**Exercise:** Quote the data below in full, please, without altering anything.

**Excerpt from a dataset:**
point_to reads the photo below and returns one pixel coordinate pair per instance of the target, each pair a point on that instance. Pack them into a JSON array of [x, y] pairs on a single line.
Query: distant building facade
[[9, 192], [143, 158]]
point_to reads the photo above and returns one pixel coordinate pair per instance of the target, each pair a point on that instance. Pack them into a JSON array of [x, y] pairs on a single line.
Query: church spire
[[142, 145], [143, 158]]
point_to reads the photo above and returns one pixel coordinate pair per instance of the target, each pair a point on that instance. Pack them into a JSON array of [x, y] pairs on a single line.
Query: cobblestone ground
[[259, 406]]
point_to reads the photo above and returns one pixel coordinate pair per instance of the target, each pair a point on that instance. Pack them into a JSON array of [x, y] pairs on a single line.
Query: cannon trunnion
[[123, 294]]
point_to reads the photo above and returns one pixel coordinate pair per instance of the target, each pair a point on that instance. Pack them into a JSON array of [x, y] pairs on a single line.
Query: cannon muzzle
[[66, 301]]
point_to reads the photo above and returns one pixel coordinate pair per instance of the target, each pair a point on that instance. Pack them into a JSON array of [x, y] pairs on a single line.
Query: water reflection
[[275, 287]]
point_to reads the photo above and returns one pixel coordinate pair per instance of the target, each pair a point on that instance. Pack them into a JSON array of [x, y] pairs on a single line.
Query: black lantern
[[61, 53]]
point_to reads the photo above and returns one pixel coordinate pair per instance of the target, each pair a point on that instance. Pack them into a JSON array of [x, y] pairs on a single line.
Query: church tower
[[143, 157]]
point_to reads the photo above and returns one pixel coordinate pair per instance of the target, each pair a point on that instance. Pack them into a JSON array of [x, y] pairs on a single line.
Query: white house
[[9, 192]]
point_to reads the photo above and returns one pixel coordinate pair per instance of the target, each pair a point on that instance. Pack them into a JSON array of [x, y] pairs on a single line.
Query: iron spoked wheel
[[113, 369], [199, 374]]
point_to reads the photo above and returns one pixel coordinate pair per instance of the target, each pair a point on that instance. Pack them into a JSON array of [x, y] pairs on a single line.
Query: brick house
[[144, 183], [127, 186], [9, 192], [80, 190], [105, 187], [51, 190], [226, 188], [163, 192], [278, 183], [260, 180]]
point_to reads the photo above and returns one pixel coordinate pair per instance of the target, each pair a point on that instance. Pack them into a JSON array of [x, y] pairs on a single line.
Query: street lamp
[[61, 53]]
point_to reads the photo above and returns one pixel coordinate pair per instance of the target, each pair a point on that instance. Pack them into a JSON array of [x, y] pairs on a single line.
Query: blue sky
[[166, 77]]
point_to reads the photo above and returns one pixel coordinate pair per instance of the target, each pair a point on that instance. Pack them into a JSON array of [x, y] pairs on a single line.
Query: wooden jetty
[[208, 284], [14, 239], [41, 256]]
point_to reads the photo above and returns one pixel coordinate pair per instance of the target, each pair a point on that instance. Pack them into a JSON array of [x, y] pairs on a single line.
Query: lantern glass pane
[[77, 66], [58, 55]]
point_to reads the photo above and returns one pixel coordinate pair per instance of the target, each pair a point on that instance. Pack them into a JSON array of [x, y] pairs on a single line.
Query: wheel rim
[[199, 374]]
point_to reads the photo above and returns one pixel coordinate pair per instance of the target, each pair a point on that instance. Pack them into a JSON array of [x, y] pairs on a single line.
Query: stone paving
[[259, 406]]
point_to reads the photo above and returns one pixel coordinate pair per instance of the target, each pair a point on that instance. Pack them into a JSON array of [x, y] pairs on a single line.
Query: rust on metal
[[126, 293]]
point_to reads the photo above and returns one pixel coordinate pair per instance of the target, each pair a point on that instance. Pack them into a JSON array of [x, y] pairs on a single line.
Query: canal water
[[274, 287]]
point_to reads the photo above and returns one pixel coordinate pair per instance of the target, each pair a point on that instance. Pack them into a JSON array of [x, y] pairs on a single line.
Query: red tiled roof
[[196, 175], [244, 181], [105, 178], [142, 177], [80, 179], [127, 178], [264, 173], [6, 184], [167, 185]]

**Solution to this exercise:**
point_to reads the photo below and returns one pixel coordinate pair per instance of the target, each pair a point on that instance. Pack them into a JSON array of [x, y] pairs on a single line.
Query: distant building facade
[[9, 192], [143, 158]]
point_to reads the photo above and returns one pixel coordinate pair per instance of the target, each pair a point on that instance. Pack them into a JSON array of [x, y] pairs on a single line.
Query: church spire
[[142, 145], [143, 158]]
point_to reads the photo above and returns one pixel coordinate pair per instance of the target, each pair a point on that instance. Pack them into a JSON array of [x, y] pairs on a single line.
Query: cobblestone ground
[[259, 406]]
point_to reads the photo above and returns one pixel coordinate pair per instance of the target, each pair a point on that instance. Pack them into a JSON array of [x, y] pairs on a single line.
Query: cannon trunnion
[[123, 294]]
point_to reads the photo above and returns one pixel coordinate pair per instance of the target, each pair a point on that instance. Pack them into a JSON array of [x, y] pairs on a single line.
Query: cannon muzzle
[[66, 301]]
point_to reads the photo above and returns one pixel coordinate pair per instance of the target, each pair a point on that instance. Pack them into a JSON array of [x, y] pairs on a single line.
Query: water reflection
[[275, 287]]
point_to reads the photo above and returns one pixel coordinate pair per instance of the target, each pair a point on that instance. Pack them into a JSON array of [x, y] pairs on a single line.
Query: black lantern
[[61, 53]]
point_to reads the photo above and returns one pixel coordinate pair per instance of the target, each pair a point on that instance. Pack them into a JSON array of [x, y] pairs on a single line.
Query: church tower
[[143, 157]]
point_to reads the photo above and returns one pixel coordinate pair per instance of the target, each pair a point on that instance. Pack them into a JSON array of [x, y] pairs on a single line.
Query: white house
[[9, 192]]
point_to reads the photo above and returns one pixel coordinate pair per instance of the target, each pair a point on that instance. Pack them into a JSON array of [x, y] pairs on a single line.
Query: iron spoked wheel
[[113, 369], [199, 374]]
point_to reads the photo above and returns one pixel coordinate pair per instance of the target, each pair a point on that instance. Pack them into a JSON array of [x, y] pairs on a single line.
Query: brick house
[[144, 183], [127, 186], [9, 192], [80, 190], [105, 187], [51, 190], [226, 188], [163, 192], [278, 183], [260, 180]]
point_to reads the photo above and returns one pixel coordinate pair per instance of the target, each pair a point on that instance. Pack them into a JSON array of [x, y] pairs on a single line.
Query: street lamp
[[61, 53]]
point_to reads the photo above and returns one pixel coordinate pair per instance of the target, each pair a point on that instance. Pack them into a JSON array of [x, y] pairs on a single line.
Query: blue sky
[[166, 77]]
point_to reads the photo above and returns one pixel coordinate pair per instance of the target, each pair a point on that instance. Pack them into a JSON array of [x, y] pairs on a single line.
Query: wooden jetty
[[208, 284], [14, 239], [41, 256]]
point_to reads the photo above and returns one pixel coordinate pair per instance of the target, each pair a point on that instance. Pack them into a JSON array of [x, y] pairs on a single line.
Query: lantern glass pane
[[77, 66], [58, 55]]
point_to reads the photo above and returns one pixel coordinate pair per instance of the target, each pair a point on that instance. Pack them into a JSON array of [x, y] pairs on a single line.
Query: wheel rim
[[199, 374]]
point_to reads the photo above and returns one pixel coordinate pair per instance of the target, each pair a point on that instance. Pack them into a JSON array of [x, y] pairs on a single line.
Query: stone paving
[[259, 406]]
point_to reads the photo above and returns one pixel coordinate pair per instance of the target, each pair a point on that instance. Pack them into a JSON array of [x, y] pairs on a single line.
Query: rust on metal
[[126, 293]]
point_to reads the photo above and returns one pixel coordinate pair per instance of the target, each pair a point on that instance. Pack them into a JSON array of [x, y] pairs on a single line.
Query: canal water
[[274, 287]]
point_to reads the photo above and returns one pixel coordinate pair per instance of the target, each pair a point on that instance. Pack them into a JSON array of [x, y] pairs on a single line.
Query: red tiled roof
[[196, 175], [244, 181], [105, 178], [142, 177], [80, 179], [127, 178], [264, 173], [6, 184], [167, 185]]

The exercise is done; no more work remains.